Source passage

-----

Before long, word spread around Nashville about the big-voiced singer whose vocal sound drew as much from Aerosmith as it did from Alan Jackson. Curb Records signed him up, and in short order Atkins was in and out of the studio - almost overnight - with finished tracks under his belt. It was the opportunity he'd always hoped for? but music, like most good things, isn't to be taken lightly, and something about this project seemed a little too easy.

"After I finished it, I ran into Mike Curb [label president]," Rodney says. "He asked me how I felt about the album. I said, 'Well, it's obviously great to get to make an album, but you know, I don't feel very connected to it. What's on this CD just doesn't match what I do when I play onstage.' And Mike said, 'I agree. I think you should start the project over. If you want to cut twenty more sides and mix 'em all thirty times, do it.'"

Rodney never released that first album ?

Instead, Atkins spent more than two years scouting out various engineers and producers, writing and tracking down songs that told his story, and finessing a sound that slammed elements of rock and country together, with more concern for making an impact than fitting into anyone's preconceptions. For his engineer and co-producer he chose Mike Shipley, a celebrated genre-jumper whose credits include Green Day, Def Leppard, Tim McGraw, and Shania Twain. The musicians selected for the project were equally responsive to Rodney's vision, all the way down to the acoustic guitar parts.

"Rodney Atkins deserves to be a star! His voice, charisma and hard work have made him a powerhouse entertainer and his new Curb record ('Honesty') is an impressive debut."
Crystal Caviness, United Press International

Atkins speaks quietly and maintains a deferential politeness that comes from being raised by caring parents. Whether speaking or listening, he fixes his gaze on whomever he's with. There's a sense that no nuance escapes his attention, and that he would never use what he learns about people to betray a confidence, or tell a lie.

-----

Annotated photo localization data
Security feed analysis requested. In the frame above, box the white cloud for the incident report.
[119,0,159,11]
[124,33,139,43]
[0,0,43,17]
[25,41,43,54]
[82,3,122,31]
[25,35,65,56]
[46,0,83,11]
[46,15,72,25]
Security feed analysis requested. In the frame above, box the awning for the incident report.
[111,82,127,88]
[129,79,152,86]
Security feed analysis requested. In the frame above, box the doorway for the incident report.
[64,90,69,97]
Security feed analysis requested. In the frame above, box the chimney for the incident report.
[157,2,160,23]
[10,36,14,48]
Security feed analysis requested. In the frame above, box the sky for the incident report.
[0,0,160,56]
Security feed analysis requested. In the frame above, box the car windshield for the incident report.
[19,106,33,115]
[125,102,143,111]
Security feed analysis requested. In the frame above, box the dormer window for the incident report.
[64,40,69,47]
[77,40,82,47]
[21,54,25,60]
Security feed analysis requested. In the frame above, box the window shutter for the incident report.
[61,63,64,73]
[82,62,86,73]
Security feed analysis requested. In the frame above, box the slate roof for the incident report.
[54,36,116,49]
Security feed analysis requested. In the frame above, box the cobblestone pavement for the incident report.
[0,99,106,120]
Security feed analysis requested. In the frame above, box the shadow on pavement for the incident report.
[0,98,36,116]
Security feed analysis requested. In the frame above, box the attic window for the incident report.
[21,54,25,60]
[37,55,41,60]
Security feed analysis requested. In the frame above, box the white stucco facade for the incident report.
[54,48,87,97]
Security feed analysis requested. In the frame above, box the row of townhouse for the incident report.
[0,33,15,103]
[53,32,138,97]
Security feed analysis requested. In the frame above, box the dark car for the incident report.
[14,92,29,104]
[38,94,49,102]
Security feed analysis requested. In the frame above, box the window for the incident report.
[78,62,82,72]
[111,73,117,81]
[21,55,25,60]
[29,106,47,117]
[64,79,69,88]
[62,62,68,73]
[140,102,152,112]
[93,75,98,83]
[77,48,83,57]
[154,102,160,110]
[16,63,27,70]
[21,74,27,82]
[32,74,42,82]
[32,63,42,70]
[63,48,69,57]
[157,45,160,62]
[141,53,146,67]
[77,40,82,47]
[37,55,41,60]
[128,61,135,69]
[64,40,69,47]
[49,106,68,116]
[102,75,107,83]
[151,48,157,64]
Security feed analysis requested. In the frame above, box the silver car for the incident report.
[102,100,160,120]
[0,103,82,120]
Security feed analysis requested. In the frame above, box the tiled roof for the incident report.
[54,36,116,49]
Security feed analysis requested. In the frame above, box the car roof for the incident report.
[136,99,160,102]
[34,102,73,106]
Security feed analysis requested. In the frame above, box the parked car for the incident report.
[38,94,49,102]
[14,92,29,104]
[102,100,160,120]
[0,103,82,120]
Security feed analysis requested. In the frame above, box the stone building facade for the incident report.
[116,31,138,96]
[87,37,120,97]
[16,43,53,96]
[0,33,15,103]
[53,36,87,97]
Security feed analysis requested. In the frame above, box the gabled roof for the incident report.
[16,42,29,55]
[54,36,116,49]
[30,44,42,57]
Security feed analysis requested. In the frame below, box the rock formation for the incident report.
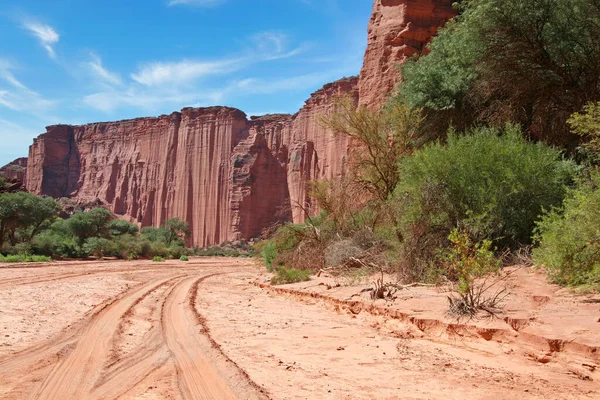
[27,0,453,247]
[359,0,456,108]
[0,157,27,184]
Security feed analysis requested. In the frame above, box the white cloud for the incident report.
[23,22,60,59]
[131,32,308,87]
[168,0,227,7]
[0,118,40,162]
[0,59,54,113]
[87,53,122,85]
[83,88,222,113]
[131,59,242,86]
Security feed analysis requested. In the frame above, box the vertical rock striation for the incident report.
[359,0,456,108]
[27,0,454,247]
[0,157,27,184]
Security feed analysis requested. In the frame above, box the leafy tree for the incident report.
[108,218,139,237]
[67,208,113,246]
[567,102,600,152]
[399,0,600,144]
[83,237,117,258]
[0,192,60,246]
[18,193,61,242]
[392,125,575,278]
[322,97,421,200]
[164,218,191,247]
[140,226,167,243]
[533,170,600,289]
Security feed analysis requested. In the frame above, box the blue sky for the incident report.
[0,0,373,166]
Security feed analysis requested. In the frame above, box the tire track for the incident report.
[162,277,236,400]
[33,277,184,400]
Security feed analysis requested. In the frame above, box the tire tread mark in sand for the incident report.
[91,279,188,399]
[189,273,271,398]
[162,274,241,400]
[33,276,180,400]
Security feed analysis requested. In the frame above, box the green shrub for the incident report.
[0,254,52,263]
[533,171,600,289]
[83,237,117,258]
[150,242,171,258]
[271,266,312,285]
[168,246,185,260]
[262,241,277,272]
[446,229,503,317]
[392,125,575,280]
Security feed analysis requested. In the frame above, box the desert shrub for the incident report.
[392,125,575,280]
[66,208,113,246]
[446,229,504,316]
[321,97,422,200]
[83,237,117,258]
[140,226,167,243]
[149,242,171,258]
[0,254,52,263]
[113,233,151,259]
[108,219,139,237]
[32,219,87,258]
[533,171,600,288]
[399,0,600,144]
[271,266,312,285]
[325,239,363,267]
[0,192,60,246]
[262,240,277,272]
[168,246,185,260]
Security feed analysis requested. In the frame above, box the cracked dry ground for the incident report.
[0,259,600,399]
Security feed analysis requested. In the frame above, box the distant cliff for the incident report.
[0,157,27,184]
[22,0,454,246]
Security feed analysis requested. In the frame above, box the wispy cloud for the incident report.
[167,0,227,7]
[131,59,243,86]
[131,32,309,86]
[0,59,54,113]
[23,21,60,59]
[83,88,222,113]
[86,53,122,85]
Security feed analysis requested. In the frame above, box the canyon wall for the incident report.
[0,157,27,184]
[27,0,453,247]
[359,0,456,108]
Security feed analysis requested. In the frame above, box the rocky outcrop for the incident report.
[359,0,456,108]
[27,0,454,247]
[28,78,358,246]
[0,157,27,184]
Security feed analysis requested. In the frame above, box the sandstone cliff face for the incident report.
[28,78,358,246]
[359,0,456,108]
[27,0,454,247]
[0,157,27,184]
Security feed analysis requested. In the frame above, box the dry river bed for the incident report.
[0,258,600,400]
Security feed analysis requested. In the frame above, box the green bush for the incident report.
[533,171,600,289]
[392,125,575,280]
[168,246,185,260]
[83,237,117,258]
[446,229,502,317]
[271,266,312,285]
[0,254,52,263]
[262,241,277,272]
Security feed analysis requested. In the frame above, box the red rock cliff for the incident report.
[27,0,453,246]
[0,157,27,183]
[359,0,456,108]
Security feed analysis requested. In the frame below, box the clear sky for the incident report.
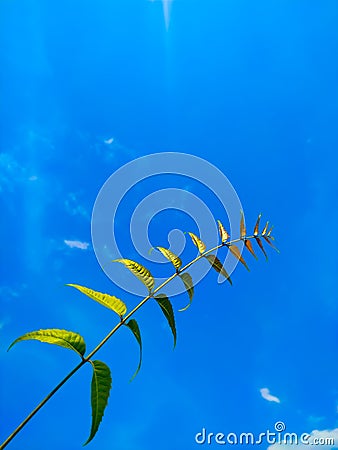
[0,0,338,450]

-----

Your objective
According to the Rodney Atkins passage, whom did Atkins choose as his engineer and co-producer? The records have no connection to the Rodney Atkins passage.

Task result
Mike Shipley